Polecenie A — Od którego roku, według tekstu do czytania, Joanna Pilecka pracuje w MSZ?
Polecenie B — Na podstawie tekstu do czytania wyjaśnij, dzięki czemu Joanna Pilecka mogła, zdaniem Piotra Wawrzyka, zapoznać się z różnymi aspektami pracy dyplomaty.

Tekst do czytania —
>>>>
Komisja Spraw Zagranicznych pozytywnie o kandydaturze Joanny Pileckiej na ambasadora w Portugalii
Przed zaopiniowaniem kandydatki na stanowisko ambasadora nadzwyczajnego i pełnomocnego Rzeczypospolitej Polskiej w Republice Portugalskiej, przewodniczący komisji Marek Kuchciński (PiS) przypomniał, że procedura ta "nie wynika z przepisów prawa, lecz z tradycji", zgodnie z którą posiedzenie komisji ma charakter jawny, a jego zapis jest dostępny w internecie.
Kandydaturę Joanny Pileckiej zarekomendował komisji wiceminister spraw zagranicznych Piotr Wawrzyk. Podkreślił, że jest ona zawodową dyplomatką, która od 2007 roku pracuje w MSZ i w tym czasie była kilka razy na placówkach, a ostatnio zajmuje się w Departamencie Konsularnym kwestią ruchu osobowego.
"Ma ogromne doświadczenie również w zakresie dyplomacji publicznej i kulturalnej. Tymi kwestiami również zajmowała się w trakcie swojej pracy, czy to na placówce np. w Stambule, ale też w samym Ministerstwie Spraw Zagranicznych. Miała w efekcie możliwość zapoznania się z różnymi aspektami pracy dyplomaty, tak w sferze ekonomicznej, politycznej, konsularnej, ale też polonijnej" - dodał Wawrzyk.
Poinformował, że Pilecka biegle włada językiem angielskim oraz bułgarskim, a także zna języki hiszpański, niemiecki oraz turecki.
Kandydatka na ambasadora zapewniła, że zamierza oprzeć swoją misję na "intensyfikacji współpracy gospodarczej, podtrzymaniu wysokiego poziomu relacji politycznych oraz promocji Polski". Wskazała też na "korzystne tendencje" we współpracy gospodarczej Polski i Portugalii.
"W 2020 roku obroty handlowe między Polską a Portugalią wyniosły 2 mld 40 mln euro przy znaczącym dodatnim saldzie dla naszego kraju w wysokości 409 mln euro. Polski eksport wzrósł w ubiegłym roku do miliarda 240 mln euro, a import z Portugalii osiągnął prawie 800 mln euro" - poinformowała Pilecka.
<<<<
[Wpisy ze zbioru danych]
>>>>
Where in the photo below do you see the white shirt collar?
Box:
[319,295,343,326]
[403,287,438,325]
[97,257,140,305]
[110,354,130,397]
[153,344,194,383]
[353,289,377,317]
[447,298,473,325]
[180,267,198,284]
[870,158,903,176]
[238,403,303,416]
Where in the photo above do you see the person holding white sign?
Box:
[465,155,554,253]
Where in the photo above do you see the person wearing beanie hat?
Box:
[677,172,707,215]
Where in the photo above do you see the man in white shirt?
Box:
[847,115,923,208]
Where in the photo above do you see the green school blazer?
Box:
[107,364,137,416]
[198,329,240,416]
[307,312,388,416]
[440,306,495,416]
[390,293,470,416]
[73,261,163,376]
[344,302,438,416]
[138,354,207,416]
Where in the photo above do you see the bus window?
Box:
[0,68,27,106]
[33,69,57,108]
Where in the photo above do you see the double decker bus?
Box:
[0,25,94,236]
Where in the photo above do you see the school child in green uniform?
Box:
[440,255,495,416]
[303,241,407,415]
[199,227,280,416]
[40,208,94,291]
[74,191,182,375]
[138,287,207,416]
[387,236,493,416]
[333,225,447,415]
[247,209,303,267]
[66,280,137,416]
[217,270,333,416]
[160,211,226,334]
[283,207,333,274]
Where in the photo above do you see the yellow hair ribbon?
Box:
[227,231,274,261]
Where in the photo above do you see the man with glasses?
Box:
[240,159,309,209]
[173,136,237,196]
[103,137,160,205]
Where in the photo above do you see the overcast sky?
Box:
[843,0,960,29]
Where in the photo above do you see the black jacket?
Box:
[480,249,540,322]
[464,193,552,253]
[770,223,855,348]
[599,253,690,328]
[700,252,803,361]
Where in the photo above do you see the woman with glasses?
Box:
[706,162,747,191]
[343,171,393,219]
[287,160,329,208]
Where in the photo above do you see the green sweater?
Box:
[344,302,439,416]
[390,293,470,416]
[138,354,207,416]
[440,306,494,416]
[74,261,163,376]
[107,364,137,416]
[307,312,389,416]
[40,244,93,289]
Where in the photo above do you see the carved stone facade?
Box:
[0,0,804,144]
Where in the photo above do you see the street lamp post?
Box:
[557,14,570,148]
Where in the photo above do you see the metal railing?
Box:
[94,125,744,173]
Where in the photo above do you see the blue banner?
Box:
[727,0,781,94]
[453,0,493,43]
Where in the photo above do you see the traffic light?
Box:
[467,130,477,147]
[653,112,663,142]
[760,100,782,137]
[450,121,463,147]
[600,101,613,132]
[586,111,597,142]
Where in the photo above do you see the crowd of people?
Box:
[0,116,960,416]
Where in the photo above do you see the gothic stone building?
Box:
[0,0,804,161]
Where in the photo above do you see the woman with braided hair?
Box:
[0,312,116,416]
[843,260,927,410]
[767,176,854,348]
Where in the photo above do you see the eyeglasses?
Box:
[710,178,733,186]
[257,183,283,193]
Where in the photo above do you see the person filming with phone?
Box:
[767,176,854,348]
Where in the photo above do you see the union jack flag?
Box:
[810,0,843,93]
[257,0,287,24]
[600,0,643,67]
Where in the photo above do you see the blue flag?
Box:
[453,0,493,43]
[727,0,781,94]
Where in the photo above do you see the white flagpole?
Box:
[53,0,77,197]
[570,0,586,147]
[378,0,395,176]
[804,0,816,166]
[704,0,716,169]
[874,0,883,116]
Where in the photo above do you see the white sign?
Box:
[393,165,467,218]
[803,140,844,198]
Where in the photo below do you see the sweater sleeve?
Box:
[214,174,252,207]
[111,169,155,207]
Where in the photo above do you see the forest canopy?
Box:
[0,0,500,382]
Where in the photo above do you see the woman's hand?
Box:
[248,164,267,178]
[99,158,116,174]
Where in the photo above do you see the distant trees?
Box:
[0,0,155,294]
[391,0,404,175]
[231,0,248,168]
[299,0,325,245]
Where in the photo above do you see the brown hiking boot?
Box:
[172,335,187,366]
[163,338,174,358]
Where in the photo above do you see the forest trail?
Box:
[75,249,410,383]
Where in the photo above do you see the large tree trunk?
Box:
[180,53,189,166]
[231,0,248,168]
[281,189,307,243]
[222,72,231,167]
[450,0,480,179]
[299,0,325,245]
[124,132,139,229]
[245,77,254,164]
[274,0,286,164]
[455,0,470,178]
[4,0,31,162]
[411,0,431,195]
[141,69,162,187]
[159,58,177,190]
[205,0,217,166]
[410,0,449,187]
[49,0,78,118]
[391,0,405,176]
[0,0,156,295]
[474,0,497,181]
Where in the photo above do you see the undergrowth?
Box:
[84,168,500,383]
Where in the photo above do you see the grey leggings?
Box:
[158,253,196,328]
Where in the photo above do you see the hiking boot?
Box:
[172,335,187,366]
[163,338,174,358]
<<<<
Pełna odpowiedź A — Od 2007 roku.

Pełna odpowiedź B — Według Piotra Wawrzyka w trakcie swojej pracy zajmowała się dyplomacją publiczną i kulturalną, zarówno na placówce, np. w Stambule, jak i w samym Ministerstwie Spraw Zagranicznych. W efekcie mogła poznać pracę dyplomaty w sferze ekonomicznej, politycznej, konsularnej i polonijnej.